**Problem to solve:** Please shift every x and y coordinate up by 54 in the stretch from the line containing "If you could tag the man's" through the end of the entries below. Write out every line of that stretch in full, with the new values in place.

────

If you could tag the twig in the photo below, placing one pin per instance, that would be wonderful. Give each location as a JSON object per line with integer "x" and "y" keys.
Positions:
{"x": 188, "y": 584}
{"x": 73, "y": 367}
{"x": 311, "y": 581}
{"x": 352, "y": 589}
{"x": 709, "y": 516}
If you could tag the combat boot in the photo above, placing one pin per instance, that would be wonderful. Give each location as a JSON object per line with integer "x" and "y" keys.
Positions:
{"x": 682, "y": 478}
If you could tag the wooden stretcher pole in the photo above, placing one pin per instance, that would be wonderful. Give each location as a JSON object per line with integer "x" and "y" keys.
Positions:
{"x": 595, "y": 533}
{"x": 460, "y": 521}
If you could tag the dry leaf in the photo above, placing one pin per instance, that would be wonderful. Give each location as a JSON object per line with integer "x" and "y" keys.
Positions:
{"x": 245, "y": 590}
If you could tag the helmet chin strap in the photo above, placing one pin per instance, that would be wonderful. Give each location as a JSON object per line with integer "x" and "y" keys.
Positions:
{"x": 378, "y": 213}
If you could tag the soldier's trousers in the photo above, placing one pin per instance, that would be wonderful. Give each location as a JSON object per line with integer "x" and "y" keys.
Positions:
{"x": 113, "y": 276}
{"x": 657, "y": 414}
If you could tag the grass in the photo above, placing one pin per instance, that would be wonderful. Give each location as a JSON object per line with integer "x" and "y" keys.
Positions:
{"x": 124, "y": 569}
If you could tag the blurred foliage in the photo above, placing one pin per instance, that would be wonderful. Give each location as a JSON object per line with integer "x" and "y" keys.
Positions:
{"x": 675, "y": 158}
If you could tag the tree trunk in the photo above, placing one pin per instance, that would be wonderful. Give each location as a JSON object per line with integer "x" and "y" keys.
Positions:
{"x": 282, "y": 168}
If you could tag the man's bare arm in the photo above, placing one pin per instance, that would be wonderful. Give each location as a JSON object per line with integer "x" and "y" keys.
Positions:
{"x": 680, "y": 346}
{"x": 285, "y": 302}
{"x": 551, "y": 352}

────

**Correct response:**
If you could tag the man's bare arm in the photo above, placing one pin per instance, that would be wonderful. Give each location as a JSON object per line with integer "x" and "y" keys.
Positions:
{"x": 734, "y": 400}
{"x": 339, "y": 356}
{"x": 605, "y": 406}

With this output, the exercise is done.